▶ **PROVIDED INFORMATION**:

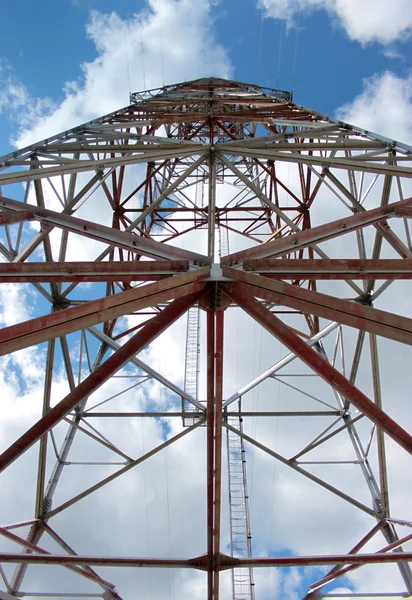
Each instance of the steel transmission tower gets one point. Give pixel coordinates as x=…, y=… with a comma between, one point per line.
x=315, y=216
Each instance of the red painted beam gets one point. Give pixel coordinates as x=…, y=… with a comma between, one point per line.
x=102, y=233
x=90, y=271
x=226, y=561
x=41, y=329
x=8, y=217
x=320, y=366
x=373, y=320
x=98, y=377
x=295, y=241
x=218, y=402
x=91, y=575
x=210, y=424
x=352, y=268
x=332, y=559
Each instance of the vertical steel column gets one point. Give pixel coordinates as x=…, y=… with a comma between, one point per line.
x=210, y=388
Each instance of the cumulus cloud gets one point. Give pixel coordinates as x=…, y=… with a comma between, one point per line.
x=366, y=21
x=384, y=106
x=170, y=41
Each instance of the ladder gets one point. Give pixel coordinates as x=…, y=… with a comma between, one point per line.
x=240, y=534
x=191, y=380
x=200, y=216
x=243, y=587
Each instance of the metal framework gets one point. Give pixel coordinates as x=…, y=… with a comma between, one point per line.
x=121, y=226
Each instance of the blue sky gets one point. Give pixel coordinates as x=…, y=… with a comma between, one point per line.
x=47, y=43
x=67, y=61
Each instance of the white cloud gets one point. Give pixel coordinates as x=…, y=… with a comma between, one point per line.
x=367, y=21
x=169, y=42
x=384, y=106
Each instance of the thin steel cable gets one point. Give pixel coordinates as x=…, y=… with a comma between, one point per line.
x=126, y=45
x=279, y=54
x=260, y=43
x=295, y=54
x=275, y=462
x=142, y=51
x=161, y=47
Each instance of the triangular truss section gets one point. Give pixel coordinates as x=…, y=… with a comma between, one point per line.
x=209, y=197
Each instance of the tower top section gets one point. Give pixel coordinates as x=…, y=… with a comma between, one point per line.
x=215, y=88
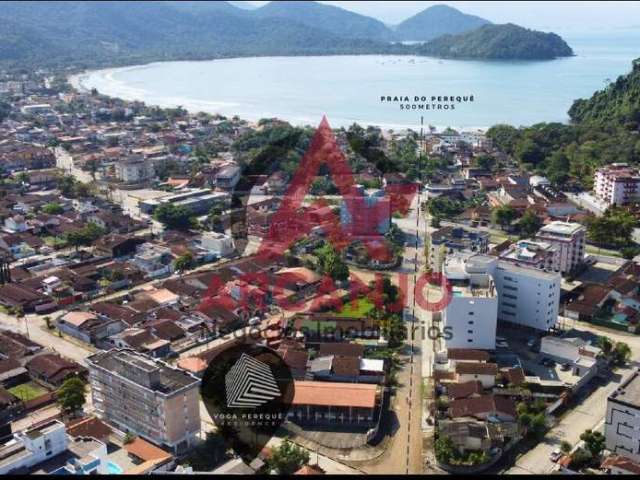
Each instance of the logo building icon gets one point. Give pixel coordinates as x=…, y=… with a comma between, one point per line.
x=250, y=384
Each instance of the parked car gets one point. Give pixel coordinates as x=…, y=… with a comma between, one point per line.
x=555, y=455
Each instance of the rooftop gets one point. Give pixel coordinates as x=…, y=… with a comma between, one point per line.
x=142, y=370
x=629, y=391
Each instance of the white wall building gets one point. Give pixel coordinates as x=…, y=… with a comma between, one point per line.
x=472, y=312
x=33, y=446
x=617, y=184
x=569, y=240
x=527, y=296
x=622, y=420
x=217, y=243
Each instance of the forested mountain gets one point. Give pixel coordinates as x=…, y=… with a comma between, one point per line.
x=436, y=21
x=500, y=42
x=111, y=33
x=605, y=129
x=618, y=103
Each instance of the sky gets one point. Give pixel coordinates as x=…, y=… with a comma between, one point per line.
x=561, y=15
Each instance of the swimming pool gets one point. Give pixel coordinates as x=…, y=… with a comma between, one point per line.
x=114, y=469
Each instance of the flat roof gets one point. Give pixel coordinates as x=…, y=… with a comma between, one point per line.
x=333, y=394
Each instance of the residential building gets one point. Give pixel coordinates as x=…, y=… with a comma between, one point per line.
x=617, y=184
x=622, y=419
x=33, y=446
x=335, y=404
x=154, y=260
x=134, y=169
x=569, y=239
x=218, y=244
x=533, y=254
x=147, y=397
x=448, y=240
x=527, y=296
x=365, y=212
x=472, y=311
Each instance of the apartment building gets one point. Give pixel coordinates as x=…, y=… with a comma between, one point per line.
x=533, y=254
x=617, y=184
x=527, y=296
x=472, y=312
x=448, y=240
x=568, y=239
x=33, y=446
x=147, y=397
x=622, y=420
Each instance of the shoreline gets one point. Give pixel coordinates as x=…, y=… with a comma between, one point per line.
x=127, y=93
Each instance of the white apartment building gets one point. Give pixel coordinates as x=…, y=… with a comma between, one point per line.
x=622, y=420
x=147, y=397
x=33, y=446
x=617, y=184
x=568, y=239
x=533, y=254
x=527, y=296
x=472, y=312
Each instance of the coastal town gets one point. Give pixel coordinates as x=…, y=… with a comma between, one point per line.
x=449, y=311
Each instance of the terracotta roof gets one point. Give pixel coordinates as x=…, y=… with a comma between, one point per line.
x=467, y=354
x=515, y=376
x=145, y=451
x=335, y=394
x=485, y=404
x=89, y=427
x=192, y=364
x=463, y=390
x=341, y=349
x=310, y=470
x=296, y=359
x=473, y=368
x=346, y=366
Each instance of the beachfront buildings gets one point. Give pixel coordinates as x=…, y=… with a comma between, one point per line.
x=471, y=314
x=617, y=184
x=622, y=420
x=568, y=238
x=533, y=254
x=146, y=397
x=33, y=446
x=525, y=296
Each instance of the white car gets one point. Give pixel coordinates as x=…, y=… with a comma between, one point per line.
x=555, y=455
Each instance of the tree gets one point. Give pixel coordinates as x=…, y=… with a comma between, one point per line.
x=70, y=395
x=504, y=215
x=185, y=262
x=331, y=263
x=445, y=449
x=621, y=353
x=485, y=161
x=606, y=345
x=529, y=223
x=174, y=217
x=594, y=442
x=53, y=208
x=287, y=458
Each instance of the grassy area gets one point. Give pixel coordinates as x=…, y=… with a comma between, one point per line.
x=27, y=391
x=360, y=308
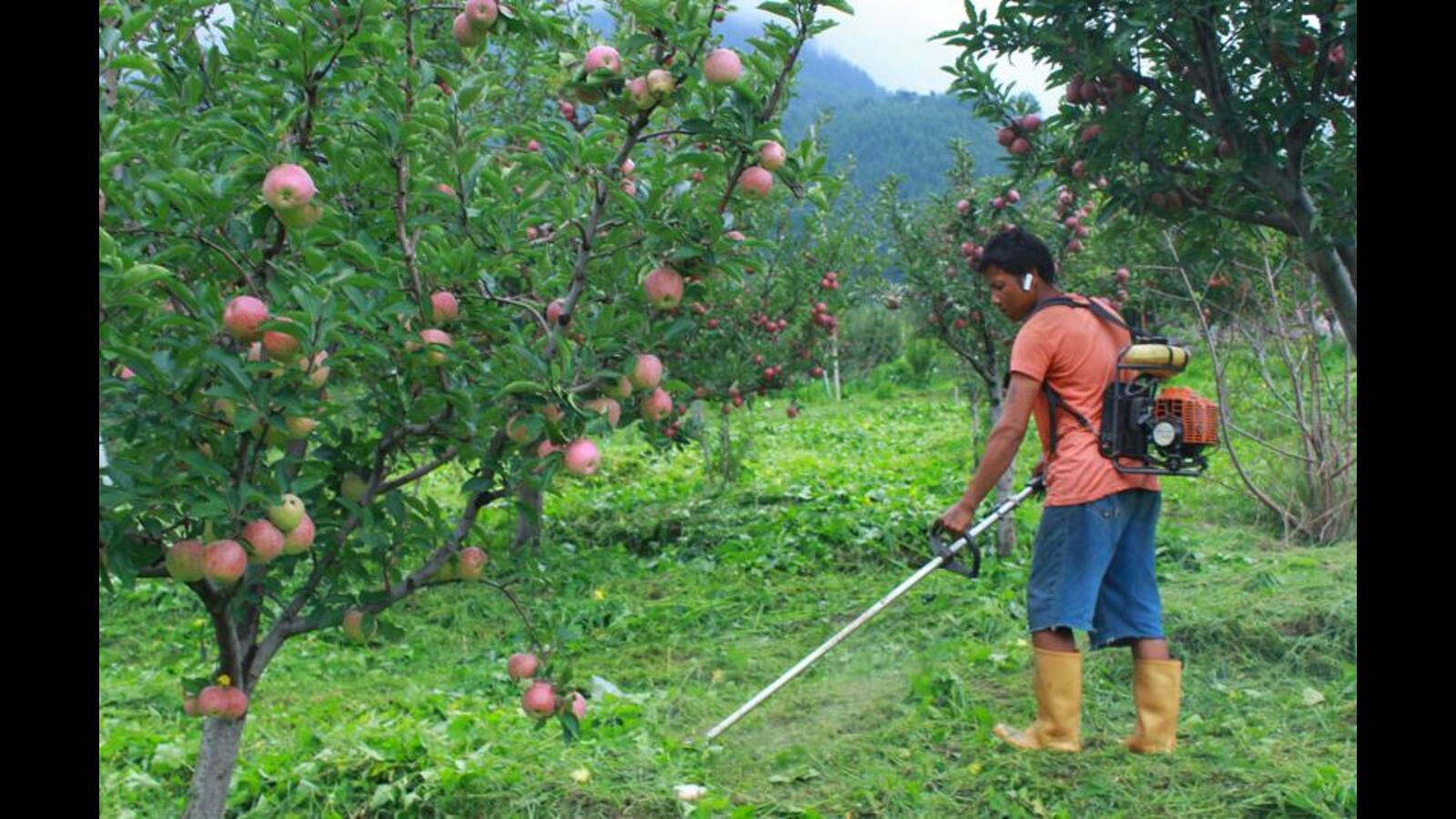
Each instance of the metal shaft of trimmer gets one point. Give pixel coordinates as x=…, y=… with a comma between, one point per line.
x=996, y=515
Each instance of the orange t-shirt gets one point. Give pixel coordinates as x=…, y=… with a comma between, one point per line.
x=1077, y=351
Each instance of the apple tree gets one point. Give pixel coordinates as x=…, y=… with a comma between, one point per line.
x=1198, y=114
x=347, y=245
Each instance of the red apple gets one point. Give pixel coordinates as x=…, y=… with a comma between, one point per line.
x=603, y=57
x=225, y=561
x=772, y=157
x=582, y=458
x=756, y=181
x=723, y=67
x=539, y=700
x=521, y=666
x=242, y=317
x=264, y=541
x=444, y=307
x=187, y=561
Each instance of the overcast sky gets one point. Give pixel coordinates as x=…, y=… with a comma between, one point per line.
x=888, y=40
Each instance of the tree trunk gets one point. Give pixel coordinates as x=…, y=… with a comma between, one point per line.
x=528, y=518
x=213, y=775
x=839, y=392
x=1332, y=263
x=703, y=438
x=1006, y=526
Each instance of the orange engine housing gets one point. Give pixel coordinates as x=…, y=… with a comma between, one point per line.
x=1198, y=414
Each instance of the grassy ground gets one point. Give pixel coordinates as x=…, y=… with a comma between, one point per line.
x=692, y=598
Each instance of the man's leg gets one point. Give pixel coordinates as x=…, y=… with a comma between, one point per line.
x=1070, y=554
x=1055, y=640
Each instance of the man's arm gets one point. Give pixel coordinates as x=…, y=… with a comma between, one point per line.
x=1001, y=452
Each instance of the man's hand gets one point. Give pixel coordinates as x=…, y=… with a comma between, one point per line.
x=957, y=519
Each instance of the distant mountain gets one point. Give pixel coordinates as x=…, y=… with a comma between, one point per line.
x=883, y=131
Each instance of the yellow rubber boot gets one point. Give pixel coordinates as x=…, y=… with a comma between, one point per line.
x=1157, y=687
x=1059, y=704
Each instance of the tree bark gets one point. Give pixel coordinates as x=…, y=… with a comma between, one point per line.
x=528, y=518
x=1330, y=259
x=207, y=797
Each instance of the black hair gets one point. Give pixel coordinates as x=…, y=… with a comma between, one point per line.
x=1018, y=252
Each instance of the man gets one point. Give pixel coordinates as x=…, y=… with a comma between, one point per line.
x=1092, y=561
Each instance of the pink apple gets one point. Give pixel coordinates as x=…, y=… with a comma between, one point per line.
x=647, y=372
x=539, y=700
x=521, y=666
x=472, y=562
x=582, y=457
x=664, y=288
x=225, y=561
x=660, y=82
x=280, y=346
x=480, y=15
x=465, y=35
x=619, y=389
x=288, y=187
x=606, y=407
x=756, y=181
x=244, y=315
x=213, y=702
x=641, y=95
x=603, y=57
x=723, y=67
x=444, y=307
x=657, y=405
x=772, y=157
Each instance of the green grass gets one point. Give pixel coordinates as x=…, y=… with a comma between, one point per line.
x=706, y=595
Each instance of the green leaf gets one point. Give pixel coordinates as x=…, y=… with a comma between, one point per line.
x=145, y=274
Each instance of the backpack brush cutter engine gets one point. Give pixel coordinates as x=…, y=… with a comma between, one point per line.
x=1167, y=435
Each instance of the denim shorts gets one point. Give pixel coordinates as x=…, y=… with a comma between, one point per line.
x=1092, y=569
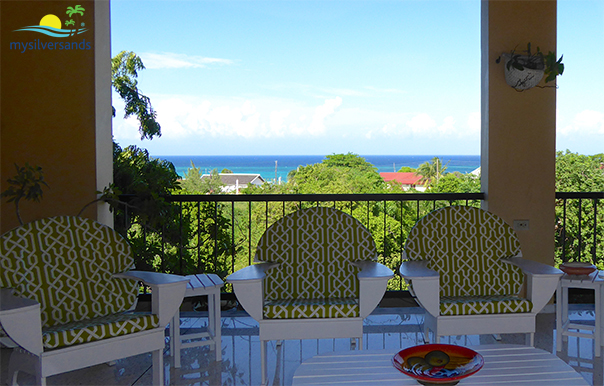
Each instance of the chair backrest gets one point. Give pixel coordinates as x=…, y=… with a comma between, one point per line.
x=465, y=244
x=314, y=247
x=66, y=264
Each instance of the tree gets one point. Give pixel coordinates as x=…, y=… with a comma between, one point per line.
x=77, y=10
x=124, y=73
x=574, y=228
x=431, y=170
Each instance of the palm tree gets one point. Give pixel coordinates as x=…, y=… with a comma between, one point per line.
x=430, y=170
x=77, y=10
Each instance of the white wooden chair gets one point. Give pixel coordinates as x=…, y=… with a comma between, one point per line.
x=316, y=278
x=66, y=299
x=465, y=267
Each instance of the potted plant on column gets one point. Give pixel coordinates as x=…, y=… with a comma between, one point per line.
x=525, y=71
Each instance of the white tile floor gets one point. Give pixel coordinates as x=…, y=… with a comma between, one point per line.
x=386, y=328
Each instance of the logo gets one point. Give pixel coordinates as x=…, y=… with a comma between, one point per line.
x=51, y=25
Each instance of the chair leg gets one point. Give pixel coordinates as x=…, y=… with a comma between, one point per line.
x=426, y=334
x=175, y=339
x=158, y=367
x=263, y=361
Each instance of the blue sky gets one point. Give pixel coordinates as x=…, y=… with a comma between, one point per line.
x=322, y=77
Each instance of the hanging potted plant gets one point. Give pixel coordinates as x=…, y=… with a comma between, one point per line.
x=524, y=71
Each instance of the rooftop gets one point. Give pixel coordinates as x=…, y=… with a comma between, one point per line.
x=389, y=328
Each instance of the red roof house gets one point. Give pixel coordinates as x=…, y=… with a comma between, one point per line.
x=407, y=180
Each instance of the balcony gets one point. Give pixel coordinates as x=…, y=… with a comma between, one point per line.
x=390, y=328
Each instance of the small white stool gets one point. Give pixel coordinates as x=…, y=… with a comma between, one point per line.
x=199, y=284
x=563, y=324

▶ **WORK INSTRUCTIONS**: Reproduce, word for word, only the lines from the one that contains "Each instance of the hanging" through the final line.

▶ **OUTPUT OF THE EXERCISE**:
Each instance of the hanging potted plant gets one point. Give pixel coordinates as x=…, y=… with a comma between, one point per line.
x=524, y=71
Each instance of the rooftop gets one point. Give pixel coordinates as x=…, y=… with a comma between, one point per line.
x=389, y=328
Each instance of the red roof house gets one point. Give pixel coordinates as x=…, y=… with a comma between, one point per line.
x=407, y=180
Each instance of the balcony gets one point. Give pixel coordinates as x=…, y=… with a comma between, one point per line.
x=390, y=328
Each instance of the small white stool gets one point. Give pixel coordinates as x=…, y=… with a comma between, one point per line.
x=199, y=284
x=563, y=324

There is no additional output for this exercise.